Task to carry out: Both the line below containing "Target: tugboat" and the line containing "Target: bridge deck", along with every line between them, should be repeated exactly; no other line belongs in the answer.

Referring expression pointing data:
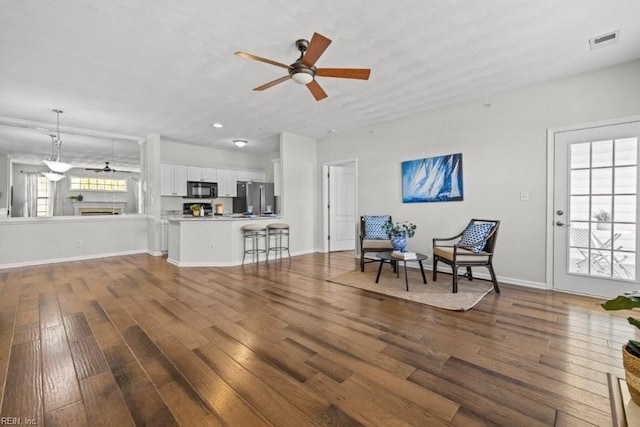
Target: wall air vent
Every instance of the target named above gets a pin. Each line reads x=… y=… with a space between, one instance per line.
x=604 y=40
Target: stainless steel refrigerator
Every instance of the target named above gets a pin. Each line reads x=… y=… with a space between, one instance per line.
x=259 y=195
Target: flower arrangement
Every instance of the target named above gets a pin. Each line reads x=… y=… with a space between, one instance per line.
x=400 y=229
x=602 y=216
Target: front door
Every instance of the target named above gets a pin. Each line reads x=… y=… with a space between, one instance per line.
x=595 y=209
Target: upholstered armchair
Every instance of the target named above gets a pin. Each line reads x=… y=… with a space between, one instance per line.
x=373 y=238
x=474 y=248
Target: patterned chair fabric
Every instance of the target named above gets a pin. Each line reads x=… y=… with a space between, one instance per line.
x=373 y=238
x=474 y=248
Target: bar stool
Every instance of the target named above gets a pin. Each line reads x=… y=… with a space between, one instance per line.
x=278 y=230
x=255 y=232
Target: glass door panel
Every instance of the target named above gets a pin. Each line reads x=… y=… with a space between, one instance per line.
x=602 y=208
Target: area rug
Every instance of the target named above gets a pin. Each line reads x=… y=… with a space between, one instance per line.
x=436 y=294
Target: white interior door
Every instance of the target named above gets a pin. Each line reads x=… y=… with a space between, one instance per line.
x=342 y=207
x=596 y=210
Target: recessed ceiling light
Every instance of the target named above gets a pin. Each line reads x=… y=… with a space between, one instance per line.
x=240 y=142
x=604 y=40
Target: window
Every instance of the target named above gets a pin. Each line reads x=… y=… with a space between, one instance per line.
x=42 y=197
x=97 y=184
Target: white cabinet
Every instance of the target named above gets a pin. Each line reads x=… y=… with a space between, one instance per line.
x=251 y=176
x=173 y=180
x=277 y=178
x=227 y=183
x=196 y=173
x=164 y=236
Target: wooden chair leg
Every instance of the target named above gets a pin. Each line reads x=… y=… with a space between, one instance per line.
x=455 y=279
x=493 y=278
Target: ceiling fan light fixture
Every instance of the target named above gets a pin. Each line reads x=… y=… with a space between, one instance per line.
x=57 y=166
x=302 y=76
x=53 y=176
x=240 y=142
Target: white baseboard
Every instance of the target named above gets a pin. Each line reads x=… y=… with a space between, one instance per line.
x=68 y=259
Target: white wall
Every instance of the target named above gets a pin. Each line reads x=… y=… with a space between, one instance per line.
x=30 y=241
x=504 y=153
x=4 y=182
x=300 y=180
x=183 y=154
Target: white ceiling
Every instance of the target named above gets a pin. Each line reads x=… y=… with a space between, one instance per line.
x=167 y=67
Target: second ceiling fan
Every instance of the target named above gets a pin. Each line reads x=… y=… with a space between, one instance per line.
x=106 y=168
x=304 y=71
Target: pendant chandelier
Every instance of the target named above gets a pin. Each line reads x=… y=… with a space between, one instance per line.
x=55 y=164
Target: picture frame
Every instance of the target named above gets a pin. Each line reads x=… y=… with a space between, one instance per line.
x=433 y=179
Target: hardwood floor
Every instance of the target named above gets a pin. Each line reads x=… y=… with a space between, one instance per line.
x=135 y=340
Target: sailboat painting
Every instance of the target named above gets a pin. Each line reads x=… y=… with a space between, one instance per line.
x=433 y=179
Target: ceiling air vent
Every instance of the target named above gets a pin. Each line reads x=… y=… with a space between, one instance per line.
x=604 y=40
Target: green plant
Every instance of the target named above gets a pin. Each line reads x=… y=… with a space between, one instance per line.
x=623 y=302
x=400 y=229
x=602 y=216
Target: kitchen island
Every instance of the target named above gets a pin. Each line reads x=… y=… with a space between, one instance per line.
x=210 y=241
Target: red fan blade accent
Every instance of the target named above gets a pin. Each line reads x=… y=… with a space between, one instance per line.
x=317 y=46
x=345 y=73
x=317 y=92
x=273 y=83
x=259 y=58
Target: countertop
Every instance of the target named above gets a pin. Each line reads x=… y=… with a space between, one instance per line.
x=235 y=217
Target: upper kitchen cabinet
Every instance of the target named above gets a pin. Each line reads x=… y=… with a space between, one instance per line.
x=251 y=176
x=227 y=183
x=173 y=180
x=196 y=173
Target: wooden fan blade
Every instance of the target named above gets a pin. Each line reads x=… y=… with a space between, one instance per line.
x=258 y=58
x=317 y=92
x=345 y=73
x=317 y=46
x=273 y=83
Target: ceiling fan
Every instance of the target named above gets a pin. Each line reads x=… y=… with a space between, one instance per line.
x=304 y=71
x=106 y=168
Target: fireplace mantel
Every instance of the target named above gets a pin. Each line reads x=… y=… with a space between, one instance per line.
x=98 y=208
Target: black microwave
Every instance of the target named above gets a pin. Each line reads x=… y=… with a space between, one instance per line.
x=202 y=190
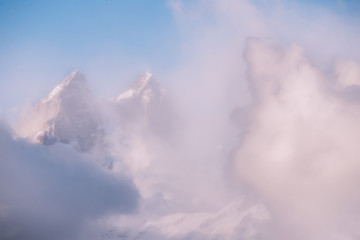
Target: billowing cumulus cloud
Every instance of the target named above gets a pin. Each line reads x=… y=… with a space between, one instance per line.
x=254 y=136
x=299 y=153
x=53 y=193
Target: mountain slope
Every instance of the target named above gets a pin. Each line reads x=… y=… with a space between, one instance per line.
x=68 y=115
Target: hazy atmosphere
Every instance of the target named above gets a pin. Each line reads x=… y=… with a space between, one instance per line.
x=179 y=119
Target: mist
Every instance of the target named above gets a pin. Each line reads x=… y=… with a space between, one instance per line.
x=253 y=136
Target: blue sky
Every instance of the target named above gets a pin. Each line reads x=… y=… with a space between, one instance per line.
x=42 y=41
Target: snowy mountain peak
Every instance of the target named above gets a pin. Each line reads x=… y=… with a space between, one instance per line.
x=137 y=87
x=75 y=82
x=68 y=115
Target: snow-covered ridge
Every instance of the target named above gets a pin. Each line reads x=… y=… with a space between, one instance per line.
x=75 y=77
x=70 y=113
x=136 y=87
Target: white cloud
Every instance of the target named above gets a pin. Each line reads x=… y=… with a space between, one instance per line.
x=299 y=153
x=54 y=192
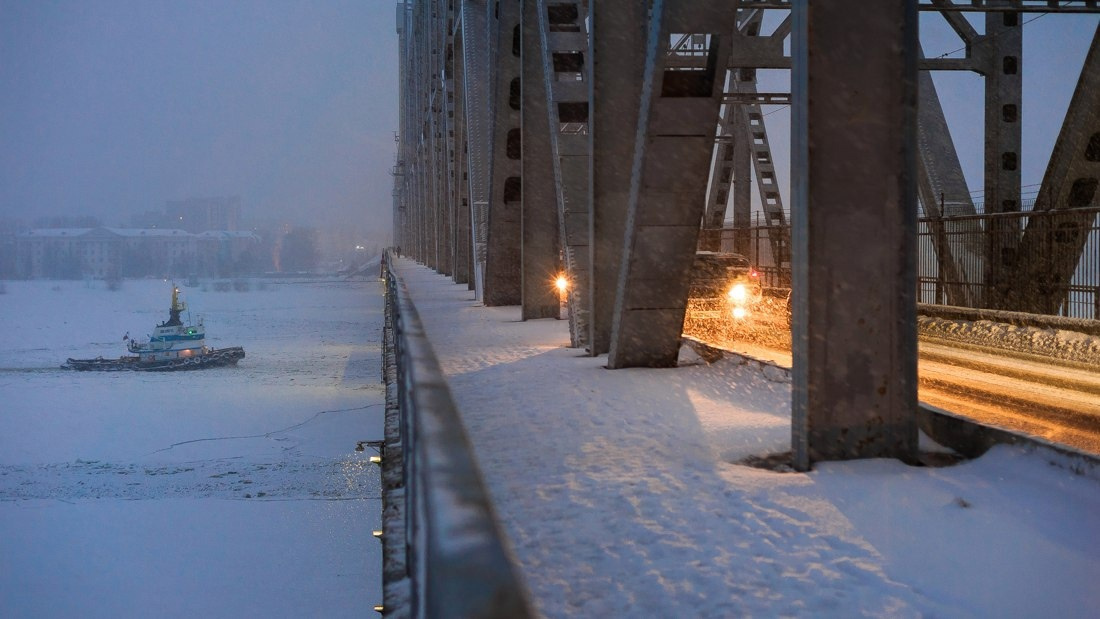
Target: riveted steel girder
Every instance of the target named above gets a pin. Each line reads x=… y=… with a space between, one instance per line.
x=1052 y=247
x=503 y=275
x=564 y=40
x=618 y=33
x=680 y=99
x=854 y=151
x=539 y=249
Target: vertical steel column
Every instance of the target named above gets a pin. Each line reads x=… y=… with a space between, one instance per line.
x=854 y=86
x=618 y=37
x=743 y=183
x=681 y=97
x=565 y=47
x=539 y=225
x=1002 y=64
x=462 y=233
x=477 y=103
x=943 y=191
x=503 y=260
x=444 y=19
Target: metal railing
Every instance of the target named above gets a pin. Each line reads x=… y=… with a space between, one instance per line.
x=455 y=556
x=971 y=239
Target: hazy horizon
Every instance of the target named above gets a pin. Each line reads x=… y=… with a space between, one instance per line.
x=113 y=109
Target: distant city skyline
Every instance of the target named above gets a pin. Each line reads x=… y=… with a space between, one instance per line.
x=116 y=109
x=112 y=109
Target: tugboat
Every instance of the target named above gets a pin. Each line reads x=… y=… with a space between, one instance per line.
x=172 y=346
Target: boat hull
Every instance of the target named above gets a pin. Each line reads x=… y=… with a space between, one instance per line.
x=219 y=357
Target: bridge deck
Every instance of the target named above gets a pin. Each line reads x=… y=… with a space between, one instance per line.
x=618 y=496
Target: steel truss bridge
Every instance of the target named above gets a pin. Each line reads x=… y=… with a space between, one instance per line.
x=609 y=141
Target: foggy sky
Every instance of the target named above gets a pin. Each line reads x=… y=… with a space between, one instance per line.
x=113 y=108
x=116 y=107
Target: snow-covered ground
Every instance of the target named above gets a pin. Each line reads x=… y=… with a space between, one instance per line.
x=620 y=497
x=222 y=493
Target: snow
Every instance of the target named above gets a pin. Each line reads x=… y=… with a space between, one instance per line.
x=620 y=494
x=221 y=493
x=1056 y=343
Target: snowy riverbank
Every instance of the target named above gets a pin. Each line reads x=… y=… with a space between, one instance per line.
x=222 y=493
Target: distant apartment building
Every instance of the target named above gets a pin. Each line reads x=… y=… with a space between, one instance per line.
x=125 y=252
x=202 y=214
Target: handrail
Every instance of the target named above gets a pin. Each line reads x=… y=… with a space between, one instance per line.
x=457 y=560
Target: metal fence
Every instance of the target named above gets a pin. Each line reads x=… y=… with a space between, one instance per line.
x=1060 y=236
x=455 y=557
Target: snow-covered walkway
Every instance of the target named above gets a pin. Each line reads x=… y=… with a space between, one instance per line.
x=619 y=497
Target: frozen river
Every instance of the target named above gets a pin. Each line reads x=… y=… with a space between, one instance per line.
x=222 y=493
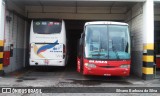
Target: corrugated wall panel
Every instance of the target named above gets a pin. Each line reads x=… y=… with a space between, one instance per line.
x=14 y=34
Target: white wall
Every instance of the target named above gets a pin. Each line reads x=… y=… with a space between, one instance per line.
x=14 y=34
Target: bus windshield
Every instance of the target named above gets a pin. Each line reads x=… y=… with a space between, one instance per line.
x=107 y=42
x=46 y=27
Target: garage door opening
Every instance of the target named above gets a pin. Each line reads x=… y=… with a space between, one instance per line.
x=157 y=48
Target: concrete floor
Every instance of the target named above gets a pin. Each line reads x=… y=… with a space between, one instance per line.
x=65 y=77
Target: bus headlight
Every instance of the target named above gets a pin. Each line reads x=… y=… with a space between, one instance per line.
x=125 y=66
x=90 y=65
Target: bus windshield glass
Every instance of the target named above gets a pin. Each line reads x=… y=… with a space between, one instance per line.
x=46 y=27
x=107 y=42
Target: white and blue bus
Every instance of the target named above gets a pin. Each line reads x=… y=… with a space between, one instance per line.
x=47 y=43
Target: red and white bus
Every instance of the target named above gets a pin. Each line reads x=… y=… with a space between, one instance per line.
x=104 y=49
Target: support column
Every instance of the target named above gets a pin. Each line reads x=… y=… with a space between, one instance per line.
x=148 y=40
x=2 y=18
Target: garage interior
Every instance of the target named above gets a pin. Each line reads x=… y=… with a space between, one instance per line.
x=157 y=39
x=75 y=14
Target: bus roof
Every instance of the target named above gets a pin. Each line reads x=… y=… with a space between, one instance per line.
x=105 y=22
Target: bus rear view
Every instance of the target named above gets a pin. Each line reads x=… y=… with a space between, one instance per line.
x=104 y=49
x=47 y=43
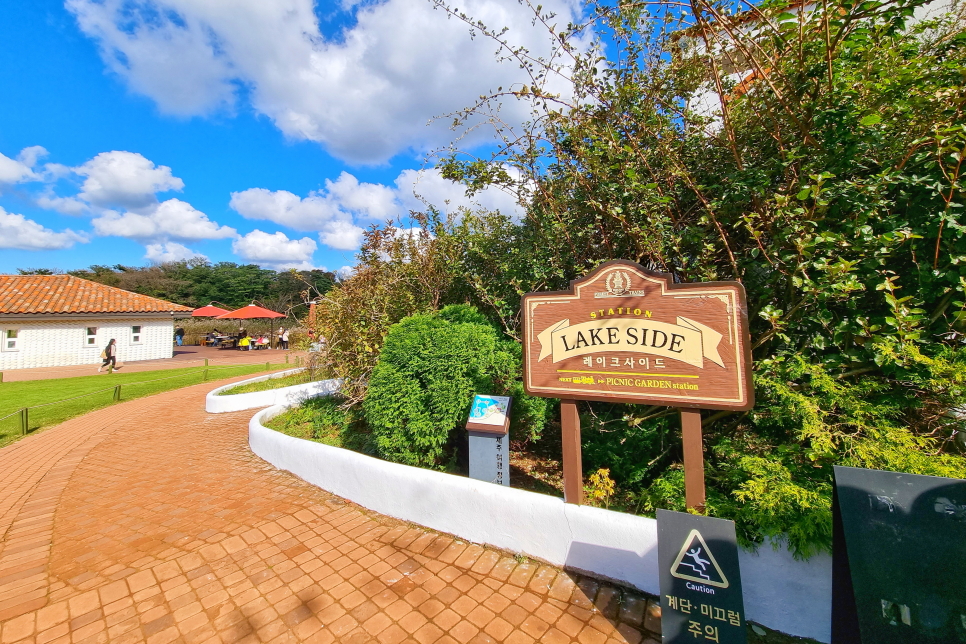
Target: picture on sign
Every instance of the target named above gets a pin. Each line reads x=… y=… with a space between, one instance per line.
x=692 y=565
x=903 y=536
x=627 y=334
x=700 y=580
x=490 y=413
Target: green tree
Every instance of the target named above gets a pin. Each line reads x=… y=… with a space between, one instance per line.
x=827 y=179
x=429 y=369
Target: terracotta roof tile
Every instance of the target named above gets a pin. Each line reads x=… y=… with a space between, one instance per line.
x=68 y=294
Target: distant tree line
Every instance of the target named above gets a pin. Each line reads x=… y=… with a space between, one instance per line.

Solution to the exercise:
Target: tugboat
Every instance of the target named above gets a pin. Each line reads x=… y=… with a space between, one instance per line.
x=172 y=346
Target: boat hull
Every instance of the target named above gets a pin. Each line reads x=… y=… with a space between, one instance per line.
x=219 y=357
Target: bridge deck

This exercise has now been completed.